◆ **SOURCE PASSAGE**:
Your humble blogger has returned from Shanghai, and would like to apologize profusely for the lack of blogging this past week. Conspiracy theorists might be wondering if it was because of The Great Firewall or rising anti-foreigner sentiment in China (which, based on personal experience and media reportage, appears to be vastly exaggerated) or whether I was some top-secret emissary of the U.S. governmment. The truth is much more banal: my laptop’s power cord died during this trip, so my computer had no juice for blogging.
I will post something about Sino-American relations in due course, but in the meanwhile I see that over the past week, my departing zombie joke became… a big enough zombie story to require a CDC public response. The Huffington Post’s Andy Campbell reports:
[O]n Thursday, the agency made it official: Zombies don’t exist.
"CDC does not know of a virus or condition that would reanimate the dead (or one that would present zombie-like symptoms)," wrote agency spokesman David Daigle in an email to The Huffington Post.
Nevertheless, recent incidents in which humans reportedly ate human flesh have the Internet in a firestorm, with "zombie apocalypse" being Google’s third most popular search term by Friday morning (emphasis added).
The incidents in Miami, Maryland and Montreal do seem to have riled up the interwebs a bit. So, as the author of an important work on the global implications of an undead-created crisis, I feel compelled to respond.
And my response is: everyone chill the f**k out.

◆ **SUPPLIED MATERIAL**:
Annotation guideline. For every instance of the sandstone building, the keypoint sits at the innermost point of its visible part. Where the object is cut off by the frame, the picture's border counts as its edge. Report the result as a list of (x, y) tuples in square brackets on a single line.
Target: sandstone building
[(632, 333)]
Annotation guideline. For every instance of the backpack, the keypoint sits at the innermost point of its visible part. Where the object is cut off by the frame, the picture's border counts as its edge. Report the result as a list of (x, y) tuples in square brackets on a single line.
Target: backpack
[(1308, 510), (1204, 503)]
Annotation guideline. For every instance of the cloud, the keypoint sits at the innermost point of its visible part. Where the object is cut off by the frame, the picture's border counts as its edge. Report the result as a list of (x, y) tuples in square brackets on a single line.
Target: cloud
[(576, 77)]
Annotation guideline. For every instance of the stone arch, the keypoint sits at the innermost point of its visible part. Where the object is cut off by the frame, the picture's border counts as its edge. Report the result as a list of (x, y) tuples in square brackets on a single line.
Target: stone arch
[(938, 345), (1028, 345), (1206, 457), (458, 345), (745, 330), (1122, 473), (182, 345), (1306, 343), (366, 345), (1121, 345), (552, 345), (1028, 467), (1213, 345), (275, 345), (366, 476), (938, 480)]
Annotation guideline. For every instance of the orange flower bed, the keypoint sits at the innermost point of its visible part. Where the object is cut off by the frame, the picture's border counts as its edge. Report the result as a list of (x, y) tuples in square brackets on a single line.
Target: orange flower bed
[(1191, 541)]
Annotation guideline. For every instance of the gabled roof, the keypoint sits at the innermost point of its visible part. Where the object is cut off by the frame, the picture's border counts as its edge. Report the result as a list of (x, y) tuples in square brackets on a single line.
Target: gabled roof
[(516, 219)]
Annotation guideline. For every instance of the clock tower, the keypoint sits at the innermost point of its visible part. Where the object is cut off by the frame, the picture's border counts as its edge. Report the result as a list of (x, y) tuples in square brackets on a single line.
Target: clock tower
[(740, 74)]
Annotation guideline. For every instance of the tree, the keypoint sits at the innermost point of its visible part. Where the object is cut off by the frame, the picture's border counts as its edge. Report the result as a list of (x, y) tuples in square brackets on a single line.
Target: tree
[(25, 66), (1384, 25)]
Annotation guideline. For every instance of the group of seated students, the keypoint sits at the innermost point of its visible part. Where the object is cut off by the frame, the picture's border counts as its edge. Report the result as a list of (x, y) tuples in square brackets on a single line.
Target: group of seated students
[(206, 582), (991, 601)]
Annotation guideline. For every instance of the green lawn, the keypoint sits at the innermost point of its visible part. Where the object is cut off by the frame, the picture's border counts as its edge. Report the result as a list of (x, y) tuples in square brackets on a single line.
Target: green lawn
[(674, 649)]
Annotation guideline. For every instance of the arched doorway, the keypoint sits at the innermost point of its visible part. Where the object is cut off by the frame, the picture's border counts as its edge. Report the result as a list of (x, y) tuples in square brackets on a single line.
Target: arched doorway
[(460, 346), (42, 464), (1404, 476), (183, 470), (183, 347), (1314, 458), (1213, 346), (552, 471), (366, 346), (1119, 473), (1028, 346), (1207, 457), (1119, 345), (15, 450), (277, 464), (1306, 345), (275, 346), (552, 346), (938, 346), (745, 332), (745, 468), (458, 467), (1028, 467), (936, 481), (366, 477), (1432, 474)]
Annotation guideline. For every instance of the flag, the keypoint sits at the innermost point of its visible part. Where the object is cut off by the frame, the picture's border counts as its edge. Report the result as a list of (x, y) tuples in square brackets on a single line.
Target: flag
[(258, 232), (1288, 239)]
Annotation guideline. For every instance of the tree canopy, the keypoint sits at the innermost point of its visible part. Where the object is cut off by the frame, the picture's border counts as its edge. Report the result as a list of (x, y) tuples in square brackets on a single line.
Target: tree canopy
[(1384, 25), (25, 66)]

◆ **WORK REQUIRED**:
Carry on the blog post about the zombie scare, starting right after its last sentence. The listing was drawn from a separate source.

◆ **EXERCISE ANSWER**:
As much as the media likes the "take-three-things-and-make-them-a-trend," let’s put things into perspective. We have two straightdforward cases of cannibalism in Maryland and Montreal. Hannibal Lector-type clones on the prowl can be disturbing, but they’re not a serious threat, and such incidents are apparently not on the increase. Unless the victims of the cannibalism rise up and start hungering for human flesh, there is no pandemic — and certainly no need to buy one of these units. Seriously, if you’re afraid of these kind of reports, you might as well be worried about zombie gnomes or other such silliness.
The Miami incident does contain some more disturbing facts, like "the attacker failed to respond after being shot" and the victim of the attack "miraculously survived" and that some people are buying shotguns. Still, according to all of the reports, the attacker actually did die and did not reanimate. Unless more cases pop up in southern Florida, I think the republic – and the world — are safe.
As for the CDC statement, well, it contains an awful lot of wiggle room. Still, its overall tone is consistent with what I concluded about the role of domestic politics during a zombie crisis:
Clearly, the initial policy responses to a zombie attack are crucial. This is the period when domestic constraints on policy responses are at their weakest. If governments can fashion clear, coherent, and competent policy actions from the outset, then domestic pressures on policy autonomy should be modest….
If the zombie problem persists, however – through initial policy errors, resistance from zombie relatives, or the logistical difficulties of destroying the undead – then domestic politics will play an increasingly important role in global policy articulation. Legislatures will slowly exercise more voice, interest groups will constrain policy options, and the public will grow restive towards far-flung operations to eliminate the scourge of the living dead. If this effect takes place across a broad swath of countries, the bargaining core for meaningful international cooperation to combat the undead would slowly disappear.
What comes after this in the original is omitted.